**To do**:
(1) Answer these questions using the text on Lauda's railway history:
(a) How many daily express services stopped at Lauda in the peak years?
(b) In what year did the first direct connection to Berlin run?
(c) Between which two places did Deutsche Reichsbahn through coaches run in the interwar period?
(2) Transcribe the text on Lauda's railway history between "Being on the" and "attached in Lauda.", inclusive.
(3) Carry on the text on Lauda's railway history from its last sentence.

**Text**:
Being on the Odenwald Railway and the Tauber Valley Railway, Lauda was for decades a stop for long-distance trains. In the peak years, there were ten express services daily, mainly of the long routes between Berlin and Stuttgart and between the Palatinate and Franconia. In 1886, the first direct connection ran to Berlin. Up until the Second World War, changing destinations were added, some with through coaches, such as Metz, Leipzig, Paris, Carlsbad (now Karlovy Vary), Dresden, Breslau (now Wrocław), Milan and Naples. In the interwar period, Deutsche Reichsbahn through coaches ran from Berlin to Bad Mergentheim and back, with the coaches separated or attached in Lauda.

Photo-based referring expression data
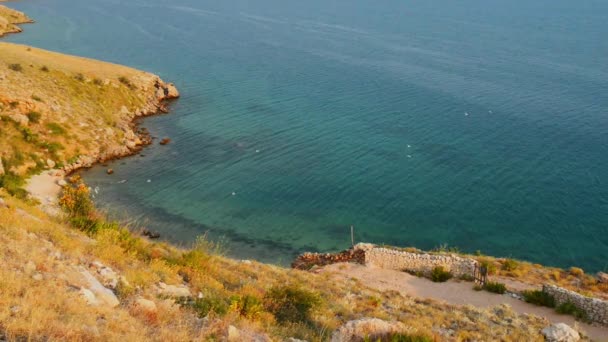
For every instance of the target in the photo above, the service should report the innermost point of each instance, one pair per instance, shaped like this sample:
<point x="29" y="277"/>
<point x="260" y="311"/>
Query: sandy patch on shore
<point x="44" y="187"/>
<point x="452" y="292"/>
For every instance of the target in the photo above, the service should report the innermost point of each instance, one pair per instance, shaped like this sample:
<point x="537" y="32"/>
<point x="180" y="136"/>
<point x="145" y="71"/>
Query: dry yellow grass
<point x="59" y="107"/>
<point x="50" y="308"/>
<point x="9" y="19"/>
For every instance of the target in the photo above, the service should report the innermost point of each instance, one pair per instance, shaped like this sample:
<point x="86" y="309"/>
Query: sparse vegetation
<point x="440" y="275"/>
<point x="34" y="117"/>
<point x="55" y="128"/>
<point x="290" y="303"/>
<point x="15" y="67"/>
<point x="495" y="287"/>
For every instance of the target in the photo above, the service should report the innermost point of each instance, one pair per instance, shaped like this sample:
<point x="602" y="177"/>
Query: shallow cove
<point x="478" y="124"/>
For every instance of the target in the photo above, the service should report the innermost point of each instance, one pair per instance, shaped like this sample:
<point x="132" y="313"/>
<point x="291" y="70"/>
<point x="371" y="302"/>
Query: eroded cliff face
<point x="68" y="112"/>
<point x="9" y="18"/>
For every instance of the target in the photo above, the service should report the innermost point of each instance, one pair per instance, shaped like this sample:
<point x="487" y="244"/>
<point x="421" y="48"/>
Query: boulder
<point x="560" y="332"/>
<point x="103" y="295"/>
<point x="171" y="92"/>
<point x="366" y="328"/>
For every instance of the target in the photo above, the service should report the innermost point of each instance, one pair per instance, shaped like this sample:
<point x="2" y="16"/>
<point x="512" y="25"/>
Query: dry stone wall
<point x="419" y="262"/>
<point x="596" y="309"/>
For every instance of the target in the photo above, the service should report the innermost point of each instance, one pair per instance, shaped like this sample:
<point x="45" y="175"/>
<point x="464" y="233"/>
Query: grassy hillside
<point x="58" y="110"/>
<point x="9" y="19"/>
<point x="37" y="284"/>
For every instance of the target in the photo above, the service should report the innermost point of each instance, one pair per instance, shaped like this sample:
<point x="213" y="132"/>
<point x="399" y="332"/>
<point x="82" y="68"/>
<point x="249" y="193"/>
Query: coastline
<point x="10" y="26"/>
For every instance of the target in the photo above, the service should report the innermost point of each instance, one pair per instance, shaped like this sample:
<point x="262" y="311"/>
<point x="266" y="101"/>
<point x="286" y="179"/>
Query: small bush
<point x="291" y="303"/>
<point x="510" y="265"/>
<point x="489" y="265"/>
<point x="538" y="297"/>
<point x="77" y="201"/>
<point x="495" y="287"/>
<point x="577" y="272"/>
<point x="13" y="185"/>
<point x="568" y="308"/>
<point x="467" y="277"/>
<point x="247" y="306"/>
<point x="34" y="117"/>
<point x="209" y="303"/>
<point x="15" y="67"/>
<point x="55" y="128"/>
<point x="440" y="275"/>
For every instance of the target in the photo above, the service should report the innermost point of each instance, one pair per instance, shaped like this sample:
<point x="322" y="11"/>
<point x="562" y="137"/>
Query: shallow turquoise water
<point x="480" y="124"/>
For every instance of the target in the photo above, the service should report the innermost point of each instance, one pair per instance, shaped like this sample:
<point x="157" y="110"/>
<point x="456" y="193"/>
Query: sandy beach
<point x="452" y="292"/>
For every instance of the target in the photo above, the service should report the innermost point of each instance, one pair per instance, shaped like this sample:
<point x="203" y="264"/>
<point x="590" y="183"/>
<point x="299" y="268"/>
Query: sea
<point x="476" y="125"/>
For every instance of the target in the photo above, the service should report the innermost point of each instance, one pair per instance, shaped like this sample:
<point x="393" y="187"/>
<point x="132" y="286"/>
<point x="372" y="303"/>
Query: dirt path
<point x="459" y="293"/>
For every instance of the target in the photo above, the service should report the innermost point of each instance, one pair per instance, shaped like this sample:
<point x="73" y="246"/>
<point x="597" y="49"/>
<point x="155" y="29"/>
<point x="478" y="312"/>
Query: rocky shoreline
<point x="10" y="18"/>
<point x="135" y="138"/>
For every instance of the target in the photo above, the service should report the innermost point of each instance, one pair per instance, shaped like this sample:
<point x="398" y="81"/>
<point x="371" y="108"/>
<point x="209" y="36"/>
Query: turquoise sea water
<point x="482" y="124"/>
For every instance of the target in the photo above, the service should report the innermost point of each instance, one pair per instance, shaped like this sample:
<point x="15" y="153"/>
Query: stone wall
<point x="596" y="309"/>
<point x="419" y="262"/>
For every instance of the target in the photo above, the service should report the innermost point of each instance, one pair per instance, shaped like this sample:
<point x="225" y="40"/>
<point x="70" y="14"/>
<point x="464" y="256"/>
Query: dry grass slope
<point x="9" y="19"/>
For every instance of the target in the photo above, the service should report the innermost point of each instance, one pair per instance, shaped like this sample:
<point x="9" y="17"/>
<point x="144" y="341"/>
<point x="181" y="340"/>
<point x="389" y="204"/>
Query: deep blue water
<point x="482" y="124"/>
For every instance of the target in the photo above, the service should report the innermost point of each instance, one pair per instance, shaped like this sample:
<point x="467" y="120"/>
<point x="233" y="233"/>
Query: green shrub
<point x="13" y="185"/>
<point x="467" y="277"/>
<point x="538" y="297"/>
<point x="495" y="287"/>
<point x="291" y="303"/>
<point x="56" y="128"/>
<point x="15" y="67"/>
<point x="34" y="117"/>
<point x="400" y="337"/>
<point x="440" y="275"/>
<point x="568" y="308"/>
<point x="489" y="265"/>
<point x="247" y="306"/>
<point x="510" y="265"/>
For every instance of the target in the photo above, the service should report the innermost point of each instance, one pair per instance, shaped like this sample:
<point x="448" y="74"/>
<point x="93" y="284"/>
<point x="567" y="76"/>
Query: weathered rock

**Per-task answers**:
(1)
(a) Ten.
(b) 1886.
(c) Berlin and Bad Mergentheim.

(2)
Being on the Odenwald Railway and the Tauber Valley Railway, Lauda was for decades a stop for long-distance trains. In the peak years, there were ten express services daily, mainly of the long routes between Berlin and Stuttgart and between the Palatinate and Franconia. In 1886, the first direct connection ran to Berlin. Up until the Second World War, changing destinations were added, some with through coaches, such as Metz, Leipzig, Paris, Carlsbad (now Karlovy Vary), Dresden, Breslau (now Wrocław), Milan and Naples. In the interwar period, Deutsche Reichsbahn through coaches ran from Berlin to Bad Mergentheim and back, with the coaches separated or attached in Lauda.

(3)
With the division of Germany and the associated displacement of the traffic flows, the Hamburg–Stuttgart route replaced the route to and from Berlin. In the 1960s and 1970s, Deutsche Bundesbahn (DB) operated through coaches on the Hamburg–Ulm route via the Tauber Valley Railway, with the coaches separated or attached in Lauda station. In 1991, DB opened the Mannheim–Stuttgart high-speed railway, creating additional capacity for north–south traffic. This meant that the Würzburg–Stuttgart route and thus Lauda station lost its high-quality passenger trains. The only exception was the Interregio service, Rennsteig from Erfurt to Stuttgart, which was discontinued in 2001.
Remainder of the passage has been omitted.